━━━━━ DATA SHOWN ━━━━━
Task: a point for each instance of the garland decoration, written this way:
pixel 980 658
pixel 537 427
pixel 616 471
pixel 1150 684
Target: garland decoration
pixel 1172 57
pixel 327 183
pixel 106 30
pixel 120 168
━━━━━
## YOUR GOAL
Please recast the lines above as a Markdown table with the columns Row and Line, numbering each row and leaving out any blank lines.

## SOLUTION
| Row | Line |
|---|---|
| 1 | Task: a point for each instance of the garland decoration, written this way: |
| 2 | pixel 980 658 |
| 3 | pixel 537 427 |
| 4 | pixel 616 471 |
| 5 | pixel 1150 684 |
| 6 | Target: garland decoration |
| 7 | pixel 1172 57 |
| 8 | pixel 327 183 |
| 9 | pixel 106 30 |
| 10 | pixel 120 168 |